## BEGIN DOCUMENT PASSAGE
A view of the Hochtief AG headquarters in Essen October 4, 2010. REUTERS/Ina Fassbender

By Matthias Inverardi, Arno Schuetze and Paola Arosio

DUESSELDORF/MILAN (Reuters) - German builder Hochtief <HOTG.DE>, controlled by Spain's ACS <ACS.MC>, made a 17.1 billion euro (15.28 billion pounds)bid for Spanish toll road operator Abertis <ABE.MC> on Wednesday, topping a rival offer from Italy's Atlantia <ATL.MI>.

Hochtief is offering 18.76 euros in cash, or 0.1281 Hochtief shares, for each Abertis share and has set a minimum acceptance threshold of 50 percent plus one share.

Builder ACS is launching the bid via cash-positive Hochtief to protect its credit rating and avoid having to raise equity itself, though Hochtief's plan to issue up to 24.8 million shares could dilute ACS's 72 percent stake in the German firm to below 50 percent.
## END DOCUMENT PASSAGE
## BEGIN INPUT RECORDS
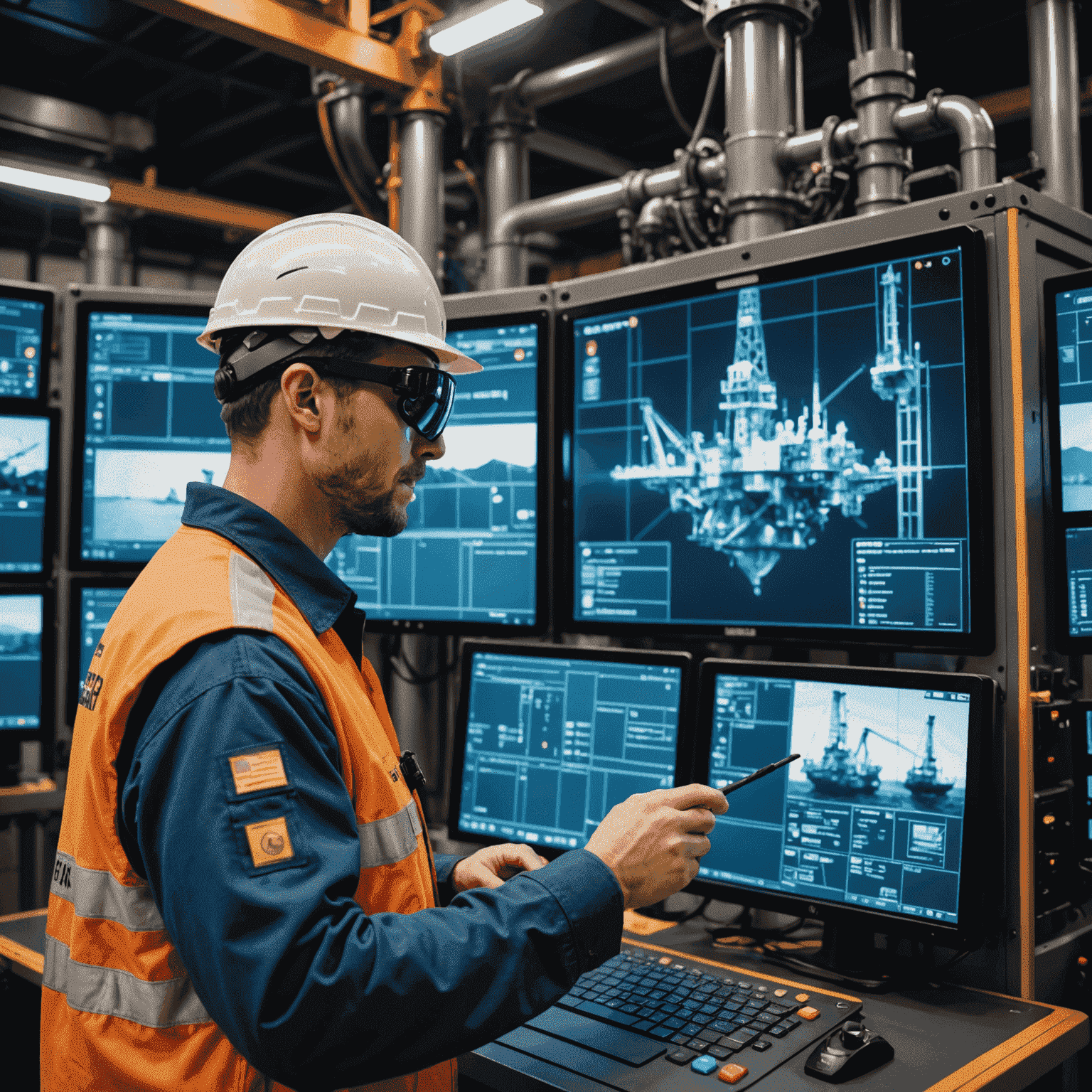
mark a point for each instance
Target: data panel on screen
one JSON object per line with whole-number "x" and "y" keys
{"x": 21, "y": 619}
{"x": 24, "y": 476}
{"x": 152, "y": 426}
{"x": 21, "y": 329}
{"x": 873, "y": 816}
{"x": 729, "y": 446}
{"x": 552, "y": 744}
{"x": 469, "y": 552}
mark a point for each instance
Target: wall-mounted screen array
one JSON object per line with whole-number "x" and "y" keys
{"x": 26, "y": 336}
{"x": 550, "y": 739}
{"x": 470, "y": 557}
{"x": 731, "y": 440}
{"x": 26, "y": 483}
{"x": 151, "y": 424}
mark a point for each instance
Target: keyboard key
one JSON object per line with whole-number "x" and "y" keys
{"x": 732, "y": 1074}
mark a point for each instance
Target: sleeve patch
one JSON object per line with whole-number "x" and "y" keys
{"x": 257, "y": 771}
{"x": 269, "y": 842}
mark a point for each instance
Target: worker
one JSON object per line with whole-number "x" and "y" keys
{"x": 245, "y": 892}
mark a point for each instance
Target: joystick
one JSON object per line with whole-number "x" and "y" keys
{"x": 849, "y": 1051}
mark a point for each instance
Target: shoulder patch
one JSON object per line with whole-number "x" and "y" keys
{"x": 257, "y": 771}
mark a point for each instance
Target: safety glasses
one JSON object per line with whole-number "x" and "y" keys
{"x": 426, "y": 395}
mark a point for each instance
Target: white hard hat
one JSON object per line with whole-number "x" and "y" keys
{"x": 334, "y": 272}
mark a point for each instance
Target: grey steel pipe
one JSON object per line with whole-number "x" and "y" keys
{"x": 978, "y": 149}
{"x": 1055, "y": 99}
{"x": 422, "y": 169}
{"x": 577, "y": 208}
{"x": 605, "y": 65}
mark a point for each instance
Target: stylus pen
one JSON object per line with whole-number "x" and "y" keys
{"x": 759, "y": 774}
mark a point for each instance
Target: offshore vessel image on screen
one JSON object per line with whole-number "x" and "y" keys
{"x": 793, "y": 454}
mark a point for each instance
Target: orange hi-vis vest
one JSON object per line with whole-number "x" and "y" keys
{"x": 118, "y": 1010}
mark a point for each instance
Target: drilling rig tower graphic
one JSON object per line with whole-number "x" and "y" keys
{"x": 768, "y": 483}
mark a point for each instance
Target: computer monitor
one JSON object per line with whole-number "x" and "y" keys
{"x": 26, "y": 676}
{"x": 473, "y": 556}
{"x": 92, "y": 603}
{"x": 729, "y": 439}
{"x": 26, "y": 338}
{"x": 886, "y": 823}
{"x": 550, "y": 737}
{"x": 28, "y": 482}
{"x": 146, "y": 422}
{"x": 1068, "y": 501}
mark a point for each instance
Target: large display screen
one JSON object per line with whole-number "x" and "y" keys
{"x": 21, "y": 350}
{"x": 21, "y": 619}
{"x": 552, "y": 744}
{"x": 468, "y": 557}
{"x": 870, "y": 818}
{"x": 786, "y": 454}
{"x": 24, "y": 478}
{"x": 152, "y": 426}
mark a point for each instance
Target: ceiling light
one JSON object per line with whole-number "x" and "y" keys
{"x": 452, "y": 36}
{"x": 54, "y": 183}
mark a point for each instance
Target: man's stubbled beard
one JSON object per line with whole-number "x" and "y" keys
{"x": 358, "y": 498}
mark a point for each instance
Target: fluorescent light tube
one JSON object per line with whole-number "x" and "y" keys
{"x": 54, "y": 183}
{"x": 483, "y": 26}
## END INPUT RECORDS
PROBLEMS AND TASKS →
• 1. Reproduce the part of the news report on the Abertis bid starting with "Hochtief is offering" and going on through "plus one share.".
• 2. Collect each line of the records that includes the word "light".

THE RESPONSES →
• 1.
Hochtief is offering 18.76 euros in cash, or 0.1281 Hochtief shares, for each Abertis share and has set a minimum acceptance threshold of 50 percent plus one share.

• 2.
Target: ceiling light
Target: fluorescent light tube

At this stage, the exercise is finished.